** Task objective **
Find each line in the material below that contains the word "trunk", and copy every such line in full.

[Rows taken from a segmentation dataset]
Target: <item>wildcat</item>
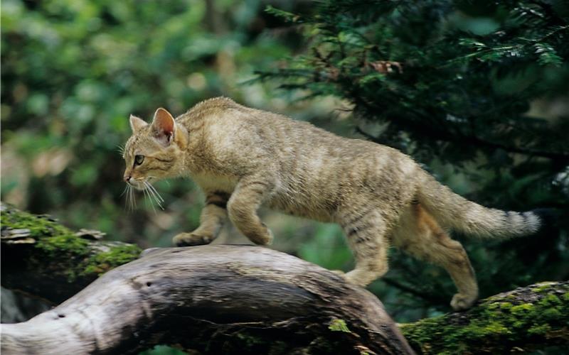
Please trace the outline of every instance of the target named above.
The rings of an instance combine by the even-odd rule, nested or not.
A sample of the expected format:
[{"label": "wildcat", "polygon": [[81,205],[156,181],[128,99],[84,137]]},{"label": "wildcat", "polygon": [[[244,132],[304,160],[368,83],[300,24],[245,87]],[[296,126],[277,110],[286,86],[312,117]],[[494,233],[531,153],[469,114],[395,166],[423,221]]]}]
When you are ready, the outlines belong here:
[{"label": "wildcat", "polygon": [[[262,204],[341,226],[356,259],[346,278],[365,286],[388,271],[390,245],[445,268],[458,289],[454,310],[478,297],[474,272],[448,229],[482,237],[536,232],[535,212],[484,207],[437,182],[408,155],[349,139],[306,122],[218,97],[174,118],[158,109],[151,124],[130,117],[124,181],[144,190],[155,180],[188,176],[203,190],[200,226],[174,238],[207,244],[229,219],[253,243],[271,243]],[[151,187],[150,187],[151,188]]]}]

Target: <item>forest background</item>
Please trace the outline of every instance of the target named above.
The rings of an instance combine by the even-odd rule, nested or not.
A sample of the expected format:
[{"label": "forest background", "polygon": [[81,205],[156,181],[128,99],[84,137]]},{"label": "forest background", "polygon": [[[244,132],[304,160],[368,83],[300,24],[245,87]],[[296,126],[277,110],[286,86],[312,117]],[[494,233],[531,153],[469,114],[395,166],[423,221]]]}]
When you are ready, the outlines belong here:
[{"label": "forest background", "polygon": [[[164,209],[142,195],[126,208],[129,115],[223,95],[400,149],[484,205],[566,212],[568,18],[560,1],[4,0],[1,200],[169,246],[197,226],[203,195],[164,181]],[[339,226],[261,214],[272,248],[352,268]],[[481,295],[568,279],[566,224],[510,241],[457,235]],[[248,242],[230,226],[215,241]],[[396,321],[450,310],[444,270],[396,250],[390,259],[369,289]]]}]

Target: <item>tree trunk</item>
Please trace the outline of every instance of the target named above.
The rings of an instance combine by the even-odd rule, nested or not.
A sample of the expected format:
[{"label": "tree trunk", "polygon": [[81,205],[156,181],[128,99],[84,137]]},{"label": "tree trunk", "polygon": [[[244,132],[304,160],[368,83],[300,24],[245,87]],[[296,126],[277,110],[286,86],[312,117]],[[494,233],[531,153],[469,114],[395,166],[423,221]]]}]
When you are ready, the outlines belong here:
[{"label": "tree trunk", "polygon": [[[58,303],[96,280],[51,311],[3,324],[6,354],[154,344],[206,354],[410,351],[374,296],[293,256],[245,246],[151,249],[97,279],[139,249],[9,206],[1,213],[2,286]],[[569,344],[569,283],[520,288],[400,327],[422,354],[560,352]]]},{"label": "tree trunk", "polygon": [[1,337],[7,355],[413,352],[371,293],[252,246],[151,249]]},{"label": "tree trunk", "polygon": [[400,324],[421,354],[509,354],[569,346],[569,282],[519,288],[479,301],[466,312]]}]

* * *

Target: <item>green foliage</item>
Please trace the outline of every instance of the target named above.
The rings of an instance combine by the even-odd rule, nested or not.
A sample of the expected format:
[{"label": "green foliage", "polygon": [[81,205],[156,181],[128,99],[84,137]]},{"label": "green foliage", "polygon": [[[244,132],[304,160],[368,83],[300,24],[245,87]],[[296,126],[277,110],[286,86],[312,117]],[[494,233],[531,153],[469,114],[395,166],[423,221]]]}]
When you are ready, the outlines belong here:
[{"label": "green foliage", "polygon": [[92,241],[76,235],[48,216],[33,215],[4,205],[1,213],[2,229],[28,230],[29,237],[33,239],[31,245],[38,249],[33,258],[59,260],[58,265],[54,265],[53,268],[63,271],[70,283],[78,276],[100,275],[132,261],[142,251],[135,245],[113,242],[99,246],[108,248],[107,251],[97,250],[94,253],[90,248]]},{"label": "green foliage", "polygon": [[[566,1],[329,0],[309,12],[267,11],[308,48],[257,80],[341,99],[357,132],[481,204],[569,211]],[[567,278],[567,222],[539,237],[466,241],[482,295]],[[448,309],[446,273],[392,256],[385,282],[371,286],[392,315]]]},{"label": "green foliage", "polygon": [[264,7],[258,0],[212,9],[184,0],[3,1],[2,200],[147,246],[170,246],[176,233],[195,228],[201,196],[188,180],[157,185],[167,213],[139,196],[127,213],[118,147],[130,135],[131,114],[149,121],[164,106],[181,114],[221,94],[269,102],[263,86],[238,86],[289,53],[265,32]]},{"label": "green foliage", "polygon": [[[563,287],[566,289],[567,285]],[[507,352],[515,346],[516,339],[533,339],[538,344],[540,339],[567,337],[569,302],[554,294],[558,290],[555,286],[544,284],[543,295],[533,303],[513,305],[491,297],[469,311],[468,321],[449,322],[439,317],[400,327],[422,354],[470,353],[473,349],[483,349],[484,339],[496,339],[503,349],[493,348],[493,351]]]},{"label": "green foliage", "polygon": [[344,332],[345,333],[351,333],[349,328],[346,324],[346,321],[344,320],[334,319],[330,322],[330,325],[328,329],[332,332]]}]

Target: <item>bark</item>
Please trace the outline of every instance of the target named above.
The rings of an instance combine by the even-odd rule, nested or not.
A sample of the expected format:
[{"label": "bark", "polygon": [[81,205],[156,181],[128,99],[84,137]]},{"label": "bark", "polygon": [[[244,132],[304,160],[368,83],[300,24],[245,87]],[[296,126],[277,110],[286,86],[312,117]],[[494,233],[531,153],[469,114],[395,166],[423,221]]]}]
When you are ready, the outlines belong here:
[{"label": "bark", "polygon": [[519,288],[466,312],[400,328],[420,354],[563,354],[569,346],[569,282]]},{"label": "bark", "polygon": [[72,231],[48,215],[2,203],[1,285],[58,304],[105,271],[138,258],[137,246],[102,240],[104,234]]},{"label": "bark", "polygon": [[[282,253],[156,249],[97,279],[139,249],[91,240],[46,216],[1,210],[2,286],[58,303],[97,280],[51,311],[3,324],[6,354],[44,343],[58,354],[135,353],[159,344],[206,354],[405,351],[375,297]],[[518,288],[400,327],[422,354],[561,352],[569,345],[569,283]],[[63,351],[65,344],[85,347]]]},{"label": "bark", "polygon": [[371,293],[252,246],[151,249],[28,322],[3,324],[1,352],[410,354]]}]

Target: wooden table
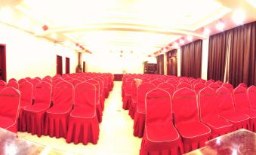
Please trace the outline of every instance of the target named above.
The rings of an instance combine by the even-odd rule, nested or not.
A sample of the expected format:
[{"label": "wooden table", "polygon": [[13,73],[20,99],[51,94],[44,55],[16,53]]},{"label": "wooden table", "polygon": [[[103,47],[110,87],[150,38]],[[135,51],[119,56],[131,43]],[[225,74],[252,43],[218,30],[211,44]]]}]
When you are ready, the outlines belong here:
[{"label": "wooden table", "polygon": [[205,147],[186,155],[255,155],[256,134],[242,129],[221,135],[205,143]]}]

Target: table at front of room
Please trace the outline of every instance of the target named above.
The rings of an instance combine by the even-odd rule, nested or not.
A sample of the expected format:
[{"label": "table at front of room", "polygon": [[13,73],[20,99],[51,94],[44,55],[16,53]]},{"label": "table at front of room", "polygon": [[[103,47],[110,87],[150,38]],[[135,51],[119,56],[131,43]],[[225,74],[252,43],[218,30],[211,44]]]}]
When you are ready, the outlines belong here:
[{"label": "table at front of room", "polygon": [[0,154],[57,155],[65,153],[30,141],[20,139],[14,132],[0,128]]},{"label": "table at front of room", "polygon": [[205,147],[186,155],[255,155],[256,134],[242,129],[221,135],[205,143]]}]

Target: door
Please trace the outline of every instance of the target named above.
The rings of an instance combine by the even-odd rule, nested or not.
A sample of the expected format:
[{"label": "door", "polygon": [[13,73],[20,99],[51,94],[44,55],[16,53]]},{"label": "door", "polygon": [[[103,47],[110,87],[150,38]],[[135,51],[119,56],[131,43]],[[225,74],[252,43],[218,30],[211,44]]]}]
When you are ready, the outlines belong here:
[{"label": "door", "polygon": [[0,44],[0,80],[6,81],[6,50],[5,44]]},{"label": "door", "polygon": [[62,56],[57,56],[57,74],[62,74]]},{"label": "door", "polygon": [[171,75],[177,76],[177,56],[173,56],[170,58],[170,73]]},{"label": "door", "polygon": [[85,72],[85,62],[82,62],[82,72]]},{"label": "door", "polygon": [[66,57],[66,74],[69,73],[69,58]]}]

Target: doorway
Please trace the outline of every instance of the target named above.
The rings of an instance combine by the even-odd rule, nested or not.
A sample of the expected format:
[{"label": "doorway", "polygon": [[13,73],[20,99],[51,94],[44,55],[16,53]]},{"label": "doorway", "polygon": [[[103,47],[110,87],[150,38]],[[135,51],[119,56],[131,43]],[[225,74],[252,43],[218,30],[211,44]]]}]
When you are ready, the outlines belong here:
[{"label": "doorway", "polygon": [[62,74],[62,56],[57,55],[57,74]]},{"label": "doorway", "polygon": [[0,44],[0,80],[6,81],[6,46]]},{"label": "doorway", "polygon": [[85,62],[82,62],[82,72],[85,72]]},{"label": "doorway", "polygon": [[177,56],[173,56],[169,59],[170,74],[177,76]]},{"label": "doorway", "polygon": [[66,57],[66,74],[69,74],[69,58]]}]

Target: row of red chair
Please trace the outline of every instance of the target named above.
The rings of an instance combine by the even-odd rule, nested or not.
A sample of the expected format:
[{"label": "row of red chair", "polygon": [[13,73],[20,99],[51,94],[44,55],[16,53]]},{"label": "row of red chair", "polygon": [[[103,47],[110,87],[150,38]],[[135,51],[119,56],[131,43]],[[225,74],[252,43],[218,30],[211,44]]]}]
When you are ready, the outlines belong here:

** Reply to the exercise **
Target: <item>tree trunk</item>
[{"label": "tree trunk", "polygon": [[81,205],[156,181],[128,99],[84,137]]},{"label": "tree trunk", "polygon": [[[244,132],[304,160],[368,83],[300,24],[245,87]],[[296,126],[277,110],[286,86],[312,117]],[[494,233],[531,153],[469,114],[395,166],[423,221]]]}]
[{"label": "tree trunk", "polygon": [[[58,303],[96,280],[51,311],[3,324],[6,354],[154,344],[206,354],[410,351],[374,296],[293,256],[245,246],[151,249],[97,279],[139,249],[9,206],[1,213],[2,286]],[[569,344],[569,283],[520,288],[400,327],[422,354],[560,352]]]},{"label": "tree trunk", "polygon": [[1,337],[7,355],[413,352],[371,293],[252,246],[151,249]]},{"label": "tree trunk", "polygon": [[400,324],[421,354],[509,354],[569,346],[569,282],[519,288],[479,301],[466,312]]}]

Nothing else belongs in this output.